=== Section Start ===

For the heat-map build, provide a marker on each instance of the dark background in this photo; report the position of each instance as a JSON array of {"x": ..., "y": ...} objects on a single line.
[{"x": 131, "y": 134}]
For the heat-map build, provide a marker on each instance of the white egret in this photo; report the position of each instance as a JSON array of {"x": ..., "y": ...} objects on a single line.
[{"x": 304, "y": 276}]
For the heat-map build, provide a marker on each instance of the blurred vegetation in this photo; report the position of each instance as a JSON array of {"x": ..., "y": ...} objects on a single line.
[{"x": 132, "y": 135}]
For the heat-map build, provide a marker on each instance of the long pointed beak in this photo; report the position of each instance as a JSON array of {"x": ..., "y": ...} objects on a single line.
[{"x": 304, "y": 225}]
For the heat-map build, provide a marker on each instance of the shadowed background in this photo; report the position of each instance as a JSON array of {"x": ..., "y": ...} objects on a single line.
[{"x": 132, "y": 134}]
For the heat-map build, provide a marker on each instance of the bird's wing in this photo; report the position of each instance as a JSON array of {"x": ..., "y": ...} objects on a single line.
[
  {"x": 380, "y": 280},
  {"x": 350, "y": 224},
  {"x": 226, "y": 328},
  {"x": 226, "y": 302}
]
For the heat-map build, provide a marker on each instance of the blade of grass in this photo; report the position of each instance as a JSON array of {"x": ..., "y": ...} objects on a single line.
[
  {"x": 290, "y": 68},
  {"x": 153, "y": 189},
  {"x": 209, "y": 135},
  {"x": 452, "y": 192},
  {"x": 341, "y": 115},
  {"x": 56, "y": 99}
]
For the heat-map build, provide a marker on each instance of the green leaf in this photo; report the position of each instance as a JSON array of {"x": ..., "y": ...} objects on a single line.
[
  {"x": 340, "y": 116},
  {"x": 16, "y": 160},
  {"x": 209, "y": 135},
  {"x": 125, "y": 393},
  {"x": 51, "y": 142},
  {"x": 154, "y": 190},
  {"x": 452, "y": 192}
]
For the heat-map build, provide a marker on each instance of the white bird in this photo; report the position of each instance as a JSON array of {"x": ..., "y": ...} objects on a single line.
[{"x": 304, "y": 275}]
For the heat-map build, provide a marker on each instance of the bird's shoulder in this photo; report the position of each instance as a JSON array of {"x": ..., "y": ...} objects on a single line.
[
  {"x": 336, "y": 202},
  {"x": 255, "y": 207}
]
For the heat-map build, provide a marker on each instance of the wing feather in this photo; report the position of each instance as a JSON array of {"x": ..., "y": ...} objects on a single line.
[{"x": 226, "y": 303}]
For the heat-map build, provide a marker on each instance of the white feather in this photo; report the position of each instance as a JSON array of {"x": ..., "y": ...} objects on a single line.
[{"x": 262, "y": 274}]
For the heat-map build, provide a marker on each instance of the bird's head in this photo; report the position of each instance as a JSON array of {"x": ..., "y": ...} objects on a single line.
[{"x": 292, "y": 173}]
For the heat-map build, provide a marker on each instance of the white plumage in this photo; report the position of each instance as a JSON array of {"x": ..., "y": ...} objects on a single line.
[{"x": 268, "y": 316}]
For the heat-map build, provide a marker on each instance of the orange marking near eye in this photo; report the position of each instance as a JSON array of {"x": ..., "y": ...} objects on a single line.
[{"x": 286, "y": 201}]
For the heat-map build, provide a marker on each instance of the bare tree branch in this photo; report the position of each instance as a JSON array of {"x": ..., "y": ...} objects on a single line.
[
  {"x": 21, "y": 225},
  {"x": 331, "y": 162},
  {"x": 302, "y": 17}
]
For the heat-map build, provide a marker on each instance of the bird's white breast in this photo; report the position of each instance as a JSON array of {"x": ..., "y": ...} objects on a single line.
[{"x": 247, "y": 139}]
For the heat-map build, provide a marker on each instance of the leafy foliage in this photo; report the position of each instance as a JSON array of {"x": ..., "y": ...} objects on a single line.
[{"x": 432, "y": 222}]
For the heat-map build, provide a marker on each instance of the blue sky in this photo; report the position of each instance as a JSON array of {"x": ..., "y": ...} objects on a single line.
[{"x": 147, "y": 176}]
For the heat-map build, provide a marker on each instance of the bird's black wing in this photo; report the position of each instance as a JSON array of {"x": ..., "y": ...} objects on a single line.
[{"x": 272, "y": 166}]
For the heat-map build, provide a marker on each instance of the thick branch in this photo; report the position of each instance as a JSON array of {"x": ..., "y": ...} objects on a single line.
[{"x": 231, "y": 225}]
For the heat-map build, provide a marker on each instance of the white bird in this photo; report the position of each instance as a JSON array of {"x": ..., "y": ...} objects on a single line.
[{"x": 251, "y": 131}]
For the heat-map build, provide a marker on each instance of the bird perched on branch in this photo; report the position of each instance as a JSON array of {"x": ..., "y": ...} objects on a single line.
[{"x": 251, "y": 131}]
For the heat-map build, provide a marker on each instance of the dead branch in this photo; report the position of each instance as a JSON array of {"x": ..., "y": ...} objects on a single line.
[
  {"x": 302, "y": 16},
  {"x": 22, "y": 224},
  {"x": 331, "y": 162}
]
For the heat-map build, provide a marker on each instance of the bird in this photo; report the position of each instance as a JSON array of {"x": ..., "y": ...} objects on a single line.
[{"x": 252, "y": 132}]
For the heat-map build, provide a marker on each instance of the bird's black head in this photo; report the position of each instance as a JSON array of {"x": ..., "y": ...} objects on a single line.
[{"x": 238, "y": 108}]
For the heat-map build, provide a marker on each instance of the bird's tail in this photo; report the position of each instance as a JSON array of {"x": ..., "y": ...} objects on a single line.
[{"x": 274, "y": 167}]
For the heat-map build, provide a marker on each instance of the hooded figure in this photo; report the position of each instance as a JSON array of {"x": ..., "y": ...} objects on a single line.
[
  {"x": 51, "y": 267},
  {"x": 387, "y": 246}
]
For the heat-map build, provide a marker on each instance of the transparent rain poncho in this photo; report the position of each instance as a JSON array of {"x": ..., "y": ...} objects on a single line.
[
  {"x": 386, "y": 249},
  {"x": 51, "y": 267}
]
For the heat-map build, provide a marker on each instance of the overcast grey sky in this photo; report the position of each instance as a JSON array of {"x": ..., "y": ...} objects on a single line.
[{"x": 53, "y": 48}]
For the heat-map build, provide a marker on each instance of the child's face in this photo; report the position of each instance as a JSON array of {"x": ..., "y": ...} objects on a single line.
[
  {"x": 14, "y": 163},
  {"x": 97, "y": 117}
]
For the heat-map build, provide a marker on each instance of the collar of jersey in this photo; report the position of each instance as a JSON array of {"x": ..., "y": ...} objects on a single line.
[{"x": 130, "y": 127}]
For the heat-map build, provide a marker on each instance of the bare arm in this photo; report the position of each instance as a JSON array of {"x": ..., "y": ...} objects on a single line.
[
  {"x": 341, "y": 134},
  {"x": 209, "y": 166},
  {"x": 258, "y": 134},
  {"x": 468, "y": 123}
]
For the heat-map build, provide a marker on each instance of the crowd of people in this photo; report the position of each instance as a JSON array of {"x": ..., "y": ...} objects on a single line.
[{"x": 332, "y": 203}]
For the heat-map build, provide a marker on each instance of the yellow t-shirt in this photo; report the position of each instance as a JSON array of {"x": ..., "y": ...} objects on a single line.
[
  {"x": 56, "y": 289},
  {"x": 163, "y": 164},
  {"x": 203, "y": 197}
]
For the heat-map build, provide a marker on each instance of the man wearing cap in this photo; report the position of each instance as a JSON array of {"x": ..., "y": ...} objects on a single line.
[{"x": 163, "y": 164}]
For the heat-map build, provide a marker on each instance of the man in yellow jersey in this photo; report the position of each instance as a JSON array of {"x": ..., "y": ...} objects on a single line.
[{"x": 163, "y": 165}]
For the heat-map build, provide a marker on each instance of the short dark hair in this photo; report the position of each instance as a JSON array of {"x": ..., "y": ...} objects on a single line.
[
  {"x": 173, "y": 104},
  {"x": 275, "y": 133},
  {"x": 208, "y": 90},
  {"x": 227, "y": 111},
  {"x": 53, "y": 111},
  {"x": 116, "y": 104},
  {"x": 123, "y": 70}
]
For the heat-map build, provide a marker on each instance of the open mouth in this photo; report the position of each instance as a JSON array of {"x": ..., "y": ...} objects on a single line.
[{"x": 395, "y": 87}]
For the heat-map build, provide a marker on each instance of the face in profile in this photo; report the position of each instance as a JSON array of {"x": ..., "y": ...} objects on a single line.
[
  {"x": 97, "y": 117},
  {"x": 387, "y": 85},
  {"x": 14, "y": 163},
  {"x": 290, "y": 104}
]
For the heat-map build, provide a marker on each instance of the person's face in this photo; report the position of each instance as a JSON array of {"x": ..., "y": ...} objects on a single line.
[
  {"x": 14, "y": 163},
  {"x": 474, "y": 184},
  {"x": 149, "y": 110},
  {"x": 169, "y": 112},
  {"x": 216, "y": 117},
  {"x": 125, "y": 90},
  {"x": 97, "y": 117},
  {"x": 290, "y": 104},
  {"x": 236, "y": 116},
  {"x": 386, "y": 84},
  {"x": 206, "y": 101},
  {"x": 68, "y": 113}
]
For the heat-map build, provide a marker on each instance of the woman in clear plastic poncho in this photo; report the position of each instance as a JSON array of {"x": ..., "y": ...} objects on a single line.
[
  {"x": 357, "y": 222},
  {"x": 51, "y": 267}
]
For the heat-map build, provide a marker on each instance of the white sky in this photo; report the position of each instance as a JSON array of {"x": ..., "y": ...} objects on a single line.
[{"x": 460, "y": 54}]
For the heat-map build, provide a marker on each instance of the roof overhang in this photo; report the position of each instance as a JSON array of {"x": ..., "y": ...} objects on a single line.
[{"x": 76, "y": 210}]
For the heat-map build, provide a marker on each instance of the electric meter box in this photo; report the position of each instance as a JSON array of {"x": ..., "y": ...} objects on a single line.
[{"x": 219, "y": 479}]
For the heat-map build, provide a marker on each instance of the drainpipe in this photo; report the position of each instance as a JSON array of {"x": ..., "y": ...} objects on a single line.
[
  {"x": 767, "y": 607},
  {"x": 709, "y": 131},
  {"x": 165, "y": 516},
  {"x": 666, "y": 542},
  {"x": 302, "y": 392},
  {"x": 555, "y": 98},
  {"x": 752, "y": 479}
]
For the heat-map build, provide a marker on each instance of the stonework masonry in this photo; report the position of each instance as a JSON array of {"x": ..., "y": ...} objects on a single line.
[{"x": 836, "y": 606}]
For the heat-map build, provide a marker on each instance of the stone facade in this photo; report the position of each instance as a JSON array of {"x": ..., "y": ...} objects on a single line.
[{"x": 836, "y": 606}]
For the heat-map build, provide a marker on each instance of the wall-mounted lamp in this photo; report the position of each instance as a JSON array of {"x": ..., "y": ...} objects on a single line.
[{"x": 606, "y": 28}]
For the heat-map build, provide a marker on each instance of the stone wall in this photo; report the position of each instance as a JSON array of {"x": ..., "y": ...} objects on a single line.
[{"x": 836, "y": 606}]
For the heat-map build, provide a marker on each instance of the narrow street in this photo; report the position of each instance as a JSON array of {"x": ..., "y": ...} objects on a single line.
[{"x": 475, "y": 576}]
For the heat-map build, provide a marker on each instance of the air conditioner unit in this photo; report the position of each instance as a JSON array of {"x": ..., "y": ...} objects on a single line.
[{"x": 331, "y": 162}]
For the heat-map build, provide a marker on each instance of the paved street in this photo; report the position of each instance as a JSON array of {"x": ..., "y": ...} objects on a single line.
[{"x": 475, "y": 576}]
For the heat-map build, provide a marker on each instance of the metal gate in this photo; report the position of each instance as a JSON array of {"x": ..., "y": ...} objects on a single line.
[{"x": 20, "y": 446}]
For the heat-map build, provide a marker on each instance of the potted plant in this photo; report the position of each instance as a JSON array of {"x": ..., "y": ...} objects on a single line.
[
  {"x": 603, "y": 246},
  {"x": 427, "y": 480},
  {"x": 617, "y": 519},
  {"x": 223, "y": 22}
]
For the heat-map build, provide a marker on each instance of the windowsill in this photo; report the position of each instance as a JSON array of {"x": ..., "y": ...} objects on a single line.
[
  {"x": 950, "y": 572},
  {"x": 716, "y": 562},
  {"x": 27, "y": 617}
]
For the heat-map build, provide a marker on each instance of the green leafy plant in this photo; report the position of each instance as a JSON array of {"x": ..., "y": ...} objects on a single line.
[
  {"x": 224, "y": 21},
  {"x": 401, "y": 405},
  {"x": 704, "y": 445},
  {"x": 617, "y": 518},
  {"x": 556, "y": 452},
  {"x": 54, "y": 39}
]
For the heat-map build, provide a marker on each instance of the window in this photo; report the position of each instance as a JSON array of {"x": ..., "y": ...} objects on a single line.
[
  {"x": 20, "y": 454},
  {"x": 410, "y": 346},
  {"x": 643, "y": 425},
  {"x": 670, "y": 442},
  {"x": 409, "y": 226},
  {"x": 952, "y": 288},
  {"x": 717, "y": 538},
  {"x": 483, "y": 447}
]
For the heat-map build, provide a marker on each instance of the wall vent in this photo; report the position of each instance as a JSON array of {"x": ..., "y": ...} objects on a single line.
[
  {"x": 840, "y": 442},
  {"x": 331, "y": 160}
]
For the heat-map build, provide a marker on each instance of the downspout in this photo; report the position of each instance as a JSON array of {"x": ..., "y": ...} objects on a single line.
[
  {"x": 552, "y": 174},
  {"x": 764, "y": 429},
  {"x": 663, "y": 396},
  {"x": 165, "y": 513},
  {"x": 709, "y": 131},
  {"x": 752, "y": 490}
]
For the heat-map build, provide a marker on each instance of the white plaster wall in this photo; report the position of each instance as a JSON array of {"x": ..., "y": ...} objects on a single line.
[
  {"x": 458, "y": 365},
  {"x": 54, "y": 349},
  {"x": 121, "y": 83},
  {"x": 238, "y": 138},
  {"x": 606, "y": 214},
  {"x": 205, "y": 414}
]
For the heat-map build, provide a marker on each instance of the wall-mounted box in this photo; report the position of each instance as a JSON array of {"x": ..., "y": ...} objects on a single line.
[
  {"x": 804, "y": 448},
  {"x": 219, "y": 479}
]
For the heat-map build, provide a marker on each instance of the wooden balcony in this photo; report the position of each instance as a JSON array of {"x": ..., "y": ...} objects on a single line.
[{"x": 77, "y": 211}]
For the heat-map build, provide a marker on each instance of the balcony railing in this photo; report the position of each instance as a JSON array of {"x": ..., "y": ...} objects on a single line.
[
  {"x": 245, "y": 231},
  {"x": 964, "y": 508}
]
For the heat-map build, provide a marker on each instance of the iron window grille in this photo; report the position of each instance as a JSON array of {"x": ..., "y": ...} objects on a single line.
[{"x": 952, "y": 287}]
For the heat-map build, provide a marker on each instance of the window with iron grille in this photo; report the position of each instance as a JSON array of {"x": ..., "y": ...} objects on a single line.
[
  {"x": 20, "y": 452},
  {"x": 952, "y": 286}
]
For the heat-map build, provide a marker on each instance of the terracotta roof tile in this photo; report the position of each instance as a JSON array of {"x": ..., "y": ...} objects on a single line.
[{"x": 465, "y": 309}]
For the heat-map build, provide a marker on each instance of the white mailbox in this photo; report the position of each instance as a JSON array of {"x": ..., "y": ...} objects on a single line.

=== Section End ===

TASK REQUIREMENTS:
Starting at the line that contains "the window with", transcribe every line through the last line of the entries above, exactly, and nothing else.

REPLY:
For the heat-map build, provide a marker on each instance of the window with iron grille in this photo; report the position of each instance as a JSON array of {"x": ..., "y": ...} objects on a single line.
[
  {"x": 20, "y": 452},
  {"x": 952, "y": 286}
]
For the heat-map build, provide a marker on each instance of the terracotta roof tile in this photo; report the position of each instance as a JSON array of {"x": ..., "y": ...} objects on a single line.
[{"x": 465, "y": 309}]
For the heat-map build, provide a marker on each instance of the white mailbox in this photo; report the position of each instance as a JSON array of {"x": ..., "y": ...} objects on a single line.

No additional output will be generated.